━━━━━ Text zur Bearbeitung
II. Erstversorgung und Behandlung von Unterkühlung
Eine schnelle und gezielte Erstversorgung ist entscheidend, um eine weitere Abkühlung zu verhindern und die Körpertemperatur des Betroffenen wieder anzuheben.
- Schnelle Isolation von Kältequellen: Der Betroffene sollte so schnell wie möglich vor Wind, Nässe und Kälte geschützt werden. Eine Rettungsdecke oder auch improvisierte Abdeckung mit trockener Kleidung kann helfen, die Wärme zu halten.
- Wärmezufuhr und sanfte Wiedererwärmung: Die Wiedererwärmung erfolgt idealerweise passiv, beispielsweise durch das Einwickeln in Decken und die Verwendung von Wärmepads. Auf keinen Fall sollten heiße Bäder oder intensive Wärmequellen eingesetzt werden, da diese zu gefährlichen Temperaturverschiebungen im Körperinneren führen können.
- Medizinische Maßnahmen: In schweren Fällen ist eine intensive medizinische Betreuung erforderlich. Der Transport in eine Klinik mit speziellen Wärmeerhaltungsgeräten, wie extrakorporalen Membranoxygenierungsmaschinen (ECMO), kann lebensrettend sein. Auch warme Infusionslösungen und Sauerstoffzugabe werden genutzt, um die Körpertemperatur stabil anzuheben.
III. Risikogruppen und Präventionsmaßnahmen
Besondere Risikogruppen wie ältere Menschen, kleine Kinder und Personen mit bestimmten Vorerkrankungen sind anfälliger für Unterkühlung. Auch Menschen, die sich längere Zeit im Freien aufhalten, wie Wanderer, Camper und Obdachlose, sollten Vorsichtsmaßnahmen treffen.
━━━━━━━━━━
━━━━━ Erfasste Daten
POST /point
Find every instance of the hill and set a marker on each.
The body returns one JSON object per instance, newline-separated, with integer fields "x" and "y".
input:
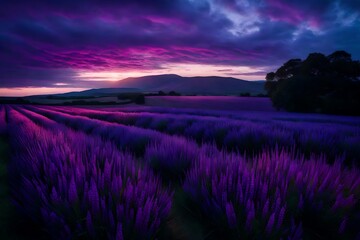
{"x": 211, "y": 85}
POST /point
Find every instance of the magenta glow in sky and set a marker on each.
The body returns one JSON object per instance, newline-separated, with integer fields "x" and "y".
{"x": 80, "y": 44}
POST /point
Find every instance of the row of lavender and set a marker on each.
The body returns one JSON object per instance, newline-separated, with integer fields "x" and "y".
{"x": 272, "y": 196}
{"x": 79, "y": 186}
{"x": 244, "y": 135}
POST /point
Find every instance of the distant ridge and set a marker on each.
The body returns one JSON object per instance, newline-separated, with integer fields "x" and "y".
{"x": 211, "y": 85}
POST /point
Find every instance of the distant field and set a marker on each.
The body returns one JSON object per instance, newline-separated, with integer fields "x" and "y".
{"x": 212, "y": 102}
{"x": 152, "y": 172}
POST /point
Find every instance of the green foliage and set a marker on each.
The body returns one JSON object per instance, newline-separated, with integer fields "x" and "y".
{"x": 324, "y": 84}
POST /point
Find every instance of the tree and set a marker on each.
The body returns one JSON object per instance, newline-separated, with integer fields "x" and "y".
{"x": 326, "y": 84}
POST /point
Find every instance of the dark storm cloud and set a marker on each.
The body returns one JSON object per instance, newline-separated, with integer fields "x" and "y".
{"x": 47, "y": 42}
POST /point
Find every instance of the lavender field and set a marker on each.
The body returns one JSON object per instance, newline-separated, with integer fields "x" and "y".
{"x": 164, "y": 173}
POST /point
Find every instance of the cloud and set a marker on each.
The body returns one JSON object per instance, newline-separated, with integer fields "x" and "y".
{"x": 47, "y": 42}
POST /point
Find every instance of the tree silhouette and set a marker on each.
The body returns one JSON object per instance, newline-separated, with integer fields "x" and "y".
{"x": 326, "y": 84}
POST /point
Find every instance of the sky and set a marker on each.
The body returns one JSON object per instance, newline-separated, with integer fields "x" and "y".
{"x": 58, "y": 46}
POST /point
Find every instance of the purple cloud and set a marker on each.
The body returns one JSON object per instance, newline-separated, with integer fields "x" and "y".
{"x": 47, "y": 42}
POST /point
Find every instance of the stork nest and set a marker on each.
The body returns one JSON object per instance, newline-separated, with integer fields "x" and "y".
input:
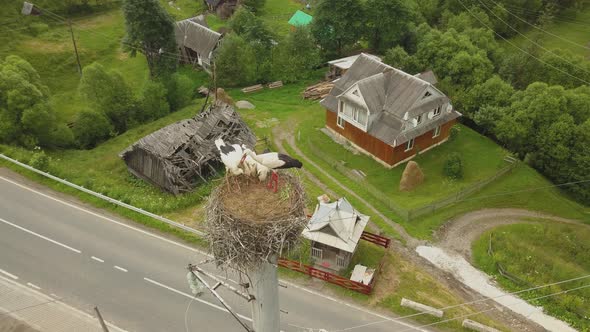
{"x": 247, "y": 223}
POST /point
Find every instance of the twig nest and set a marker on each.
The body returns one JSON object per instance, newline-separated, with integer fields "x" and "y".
{"x": 247, "y": 222}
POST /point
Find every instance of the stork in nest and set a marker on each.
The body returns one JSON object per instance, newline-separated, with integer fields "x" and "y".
{"x": 273, "y": 161}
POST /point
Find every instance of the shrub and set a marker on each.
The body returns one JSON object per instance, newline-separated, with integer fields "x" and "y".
{"x": 453, "y": 167}
{"x": 179, "y": 91}
{"x": 91, "y": 128}
{"x": 154, "y": 102}
{"x": 40, "y": 161}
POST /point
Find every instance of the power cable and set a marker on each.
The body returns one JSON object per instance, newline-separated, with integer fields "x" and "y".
{"x": 532, "y": 41}
{"x": 540, "y": 29}
{"x": 466, "y": 303}
{"x": 517, "y": 47}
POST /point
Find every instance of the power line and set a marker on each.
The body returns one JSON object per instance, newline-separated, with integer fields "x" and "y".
{"x": 465, "y": 303}
{"x": 538, "y": 28}
{"x": 492, "y": 309}
{"x": 529, "y": 39}
{"x": 524, "y": 51}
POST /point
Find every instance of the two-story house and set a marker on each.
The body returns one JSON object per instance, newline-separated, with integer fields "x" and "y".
{"x": 387, "y": 113}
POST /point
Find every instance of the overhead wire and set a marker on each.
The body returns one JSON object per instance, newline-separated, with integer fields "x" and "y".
{"x": 519, "y": 48}
{"x": 466, "y": 303}
{"x": 540, "y": 29}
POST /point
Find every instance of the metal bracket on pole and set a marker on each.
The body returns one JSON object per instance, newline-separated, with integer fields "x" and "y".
{"x": 225, "y": 305}
{"x": 247, "y": 297}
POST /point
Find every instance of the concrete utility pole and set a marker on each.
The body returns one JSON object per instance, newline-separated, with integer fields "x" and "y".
{"x": 265, "y": 306}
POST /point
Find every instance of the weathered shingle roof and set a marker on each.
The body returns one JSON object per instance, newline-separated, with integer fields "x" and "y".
{"x": 388, "y": 93}
{"x": 197, "y": 37}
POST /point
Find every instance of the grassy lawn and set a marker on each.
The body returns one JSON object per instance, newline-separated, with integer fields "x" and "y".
{"x": 571, "y": 25}
{"x": 539, "y": 254}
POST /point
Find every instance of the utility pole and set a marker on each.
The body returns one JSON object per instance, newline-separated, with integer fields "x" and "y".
{"x": 102, "y": 323}
{"x": 75, "y": 47}
{"x": 265, "y": 305}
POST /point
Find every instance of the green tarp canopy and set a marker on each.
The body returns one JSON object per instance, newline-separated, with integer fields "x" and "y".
{"x": 300, "y": 19}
━━━━━━━━━━
_Aufgaben:_
1: Stimmen die folgenden Aussagen mit dem Text zur Unterkühlung überein? Antworte jeweils mit Ja oder Nein und zitiere die entscheidenden Worte des Textes. (a) Die Wiedererwärmung soll idealerweise passiv erfolgen. (b) Heiße Bäder werden zur schnellen Wiedererwärmung empfohlen. (c) Obdachlose gehören zu den Menschen, die Vorsichtsmaßnahmen treffen sollten.
2: Gib aus dem Text zur Unterkühlung den Abschnitt wortgetreu wieder, der mit „- Wärmezufuhr und“ beginnt und mit „Körperinneren führen können.“ endet.

_Lösungen:_
1:
(a) Ja: „Die Wiedererwärmung erfolgt idealerweise passiv“
(b) Nein: „Auf keinen Fall sollten heiße Bäder oder intensive Wärmequellen eingesetzt werden“
(c) Ja: „wie Wanderer, Camper und Obdachlose, sollten Vorsichtsmaßnahmen treffen“

2:
- Wärmezufuhr und sanfte Wiedererwärmung: Die Wiedererwärmung erfolgt idealerweise passiv, beispielsweise durch das Einwickeln in Decken und die Verwendung von Wärmepads. Auf keinen Fall sollten heiße Bäder oder intensive Wärmequellen eingesetzt werden, da diese zu gefährlichen Temperaturverschiebungen im Körperinneren führen können.